AIM OF THE TASK
In the records below, give everything from the line containing "Tag baby in crib" down to the line containing "355, 35, 426, 129", both included, as a numbered list with blank lines left out.

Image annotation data
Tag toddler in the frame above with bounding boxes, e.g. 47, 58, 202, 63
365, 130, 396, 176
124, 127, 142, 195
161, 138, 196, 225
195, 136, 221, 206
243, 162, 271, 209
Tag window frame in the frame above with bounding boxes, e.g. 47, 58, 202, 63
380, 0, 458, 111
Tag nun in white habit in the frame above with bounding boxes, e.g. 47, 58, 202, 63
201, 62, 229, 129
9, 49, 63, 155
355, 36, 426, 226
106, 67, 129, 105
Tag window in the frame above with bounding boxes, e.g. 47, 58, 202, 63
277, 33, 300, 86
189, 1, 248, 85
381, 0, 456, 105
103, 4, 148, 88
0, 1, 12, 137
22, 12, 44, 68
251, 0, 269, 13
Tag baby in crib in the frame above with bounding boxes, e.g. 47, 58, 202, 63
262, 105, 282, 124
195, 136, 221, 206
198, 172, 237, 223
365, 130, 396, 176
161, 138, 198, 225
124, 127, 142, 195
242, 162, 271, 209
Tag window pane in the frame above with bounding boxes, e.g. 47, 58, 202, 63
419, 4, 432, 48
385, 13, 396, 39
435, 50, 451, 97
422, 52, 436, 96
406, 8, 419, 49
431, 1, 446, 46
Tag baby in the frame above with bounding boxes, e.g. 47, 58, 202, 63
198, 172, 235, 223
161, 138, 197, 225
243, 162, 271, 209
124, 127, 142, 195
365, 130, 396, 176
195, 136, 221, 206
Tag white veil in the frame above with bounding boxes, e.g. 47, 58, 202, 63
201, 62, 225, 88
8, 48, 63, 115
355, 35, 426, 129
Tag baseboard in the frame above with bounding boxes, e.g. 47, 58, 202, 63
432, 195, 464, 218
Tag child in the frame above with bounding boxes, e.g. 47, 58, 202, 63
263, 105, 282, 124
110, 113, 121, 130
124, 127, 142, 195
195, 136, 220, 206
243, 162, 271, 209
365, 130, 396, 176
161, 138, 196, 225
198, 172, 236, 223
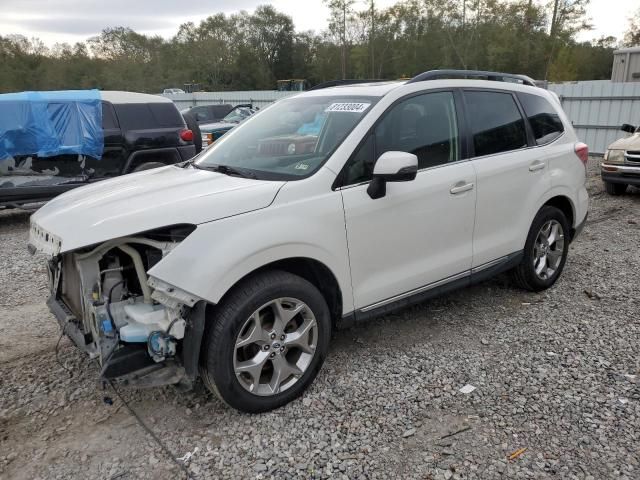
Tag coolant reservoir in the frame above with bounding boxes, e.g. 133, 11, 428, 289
120, 302, 172, 343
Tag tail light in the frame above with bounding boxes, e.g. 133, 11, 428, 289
575, 143, 589, 168
180, 129, 193, 142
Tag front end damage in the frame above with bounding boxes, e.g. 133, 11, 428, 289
29, 224, 205, 387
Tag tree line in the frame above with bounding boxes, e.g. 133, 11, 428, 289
0, 0, 640, 93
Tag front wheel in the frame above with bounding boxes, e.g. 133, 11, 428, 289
202, 271, 331, 413
513, 206, 570, 292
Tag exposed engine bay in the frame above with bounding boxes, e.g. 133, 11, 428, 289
42, 225, 199, 386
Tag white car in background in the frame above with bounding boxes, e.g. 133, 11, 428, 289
600, 123, 640, 195
29, 71, 588, 412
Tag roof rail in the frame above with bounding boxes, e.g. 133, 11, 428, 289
407, 70, 536, 87
309, 79, 389, 90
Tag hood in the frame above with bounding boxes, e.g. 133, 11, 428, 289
609, 132, 640, 150
29, 166, 285, 254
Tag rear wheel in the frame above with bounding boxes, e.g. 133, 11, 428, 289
202, 271, 331, 413
604, 182, 627, 195
513, 206, 570, 292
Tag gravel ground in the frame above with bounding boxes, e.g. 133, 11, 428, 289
0, 162, 640, 479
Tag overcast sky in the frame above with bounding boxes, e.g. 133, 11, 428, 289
0, 0, 640, 46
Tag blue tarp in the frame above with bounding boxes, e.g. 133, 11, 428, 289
0, 90, 104, 161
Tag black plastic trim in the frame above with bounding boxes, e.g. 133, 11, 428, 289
407, 69, 537, 87
331, 88, 467, 191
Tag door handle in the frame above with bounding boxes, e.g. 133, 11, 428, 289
449, 182, 473, 195
529, 160, 546, 172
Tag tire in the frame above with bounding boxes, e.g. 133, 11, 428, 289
201, 270, 331, 413
512, 206, 570, 292
604, 182, 627, 196
182, 113, 202, 154
133, 162, 167, 172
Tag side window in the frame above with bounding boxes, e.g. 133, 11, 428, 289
518, 93, 564, 145
464, 91, 527, 157
102, 102, 118, 130
344, 92, 460, 185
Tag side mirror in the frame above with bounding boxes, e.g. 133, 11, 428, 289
367, 152, 418, 199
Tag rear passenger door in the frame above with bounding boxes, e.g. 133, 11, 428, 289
464, 90, 551, 268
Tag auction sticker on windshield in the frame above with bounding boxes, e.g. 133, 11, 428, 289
325, 103, 371, 113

TASK OUTPUT
1. Tag baby in crib in the frame above with bounding boxes, e.g. 47, 58, 202, 63
2. 262, 105, 282, 124
3. 195, 136, 221, 206
4. 198, 172, 237, 223
5. 365, 130, 396, 176
6. 161, 138, 198, 225
7. 124, 127, 142, 195
8. 242, 162, 271, 209
9. Tag window pane in the frame above with bounding boxes, e.g. 47, 58, 202, 63
10. 419, 4, 432, 48
11. 385, 13, 396, 39
12. 435, 50, 451, 97
13. 422, 52, 436, 96
14. 406, 8, 419, 49
15. 431, 1, 446, 46
16. Tag baby in the frame above with bounding boxes, e.g. 47, 58, 202, 63
17. 198, 172, 235, 223
18. 161, 138, 197, 225
19. 243, 162, 271, 209
20. 124, 127, 142, 195
21. 365, 130, 396, 176
22. 195, 136, 221, 206
23. Tag white veil in the frame above with bounding boxes, e.g. 47, 58, 202, 63
24. 201, 62, 225, 88
25. 8, 48, 63, 115
26. 355, 35, 426, 129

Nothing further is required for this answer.